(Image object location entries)
*****

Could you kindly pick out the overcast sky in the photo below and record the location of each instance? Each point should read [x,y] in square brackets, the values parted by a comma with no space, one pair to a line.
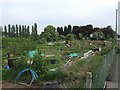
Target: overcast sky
[99,13]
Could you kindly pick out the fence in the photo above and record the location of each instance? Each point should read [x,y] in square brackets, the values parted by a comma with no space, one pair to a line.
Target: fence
[99,77]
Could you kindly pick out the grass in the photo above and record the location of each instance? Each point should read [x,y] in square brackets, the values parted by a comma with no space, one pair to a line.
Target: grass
[73,75]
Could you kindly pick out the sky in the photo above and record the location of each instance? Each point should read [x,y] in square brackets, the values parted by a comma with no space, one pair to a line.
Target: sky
[99,13]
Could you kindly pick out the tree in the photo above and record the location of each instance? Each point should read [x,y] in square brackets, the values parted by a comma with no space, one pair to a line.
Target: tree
[70,37]
[9,30]
[60,30]
[13,31]
[69,29]
[5,31]
[16,30]
[28,31]
[80,36]
[65,30]
[34,30]
[50,33]
[23,31]
[20,31]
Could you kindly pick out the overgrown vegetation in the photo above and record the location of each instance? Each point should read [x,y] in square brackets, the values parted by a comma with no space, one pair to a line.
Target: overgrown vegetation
[53,50]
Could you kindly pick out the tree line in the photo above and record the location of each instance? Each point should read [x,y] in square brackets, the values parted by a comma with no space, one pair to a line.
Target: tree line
[51,33]
[19,30]
[85,31]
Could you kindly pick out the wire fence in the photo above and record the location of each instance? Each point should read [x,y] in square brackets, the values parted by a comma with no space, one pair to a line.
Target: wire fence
[99,77]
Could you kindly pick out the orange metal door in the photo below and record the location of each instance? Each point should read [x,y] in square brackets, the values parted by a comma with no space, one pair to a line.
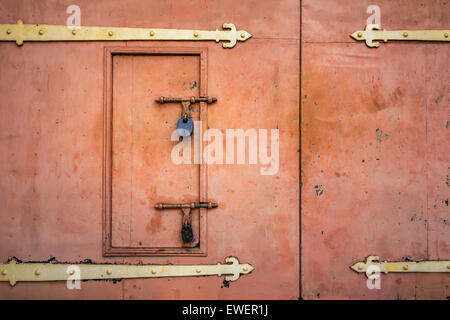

*****

# STATED PROBLEM
Edit the rows above by changing every "Target" to "Object" and leaving all other text unchanged. Leave the pictures out of your version.

# RESULT BELOW
Could you kindly pick out the overcast sky in the photo below and record the location of each instance? Each point should read [x,y] in square brackets, the values parted by a comma with no space, one pair to a line.
Object: overcast sky
[99,13]
Could you kindly pick out the fence in the photo above and record the location of each instance? Each point should read [x,y] in square brackets, the values parted by a comma with no space, one pair to a line.
Object: fence
[99,77]
Could you kindly pick out the grass in the photo above and record the location of each instance? Each point should read [x,y] in square brackets, the values parted by a comma with no space, one pair to a line.
Object: grass
[73,75]
Could you kindly pick out the sky in the photo above and record the location of each instance? Each point should read [x,y] in square brackets, the values parted by a comma with no space, one pair to a line.
Object: sky
[99,13]
Could you kindly pick out the tree in the photo above and record the location of each instance? Each point should read [x,y] in square brackets, the values parted by a comma with no space, one pair to a line.
Object: tree
[70,37]
[9,30]
[60,30]
[13,31]
[69,29]
[5,31]
[16,30]
[28,31]
[80,36]
[65,30]
[34,30]
[50,33]
[23,31]
[20,31]
Could you kindly pick out the overgrown vegetation in the photo above and record the location of each instance? Each point should read [x,y] in square brackets, the values parted by a comma with no space, one pair to a line.
Object: overgrown vegetation
[53,50]
Could you kindly pick out the tree line in the photo above and record the location of each instance? Each point should read [x,y] in square brackets, the values parted by a comma with no space, one pair to a line.
Object: tree line
[51,33]
[19,30]
[85,31]
Could you kindly pick out the wire fence in the photo above and record the location of each instance? Each point should read [x,y] in square brackets, the values parted by a comma with no space, one pair to a line.
Object: wire fence
[99,77]
Could you kindly pick out the orange metal door in the photo below and record the location of each instance? Each point should read [x,y] in square brackets, the values parted by a comma with no space, one pair to a line.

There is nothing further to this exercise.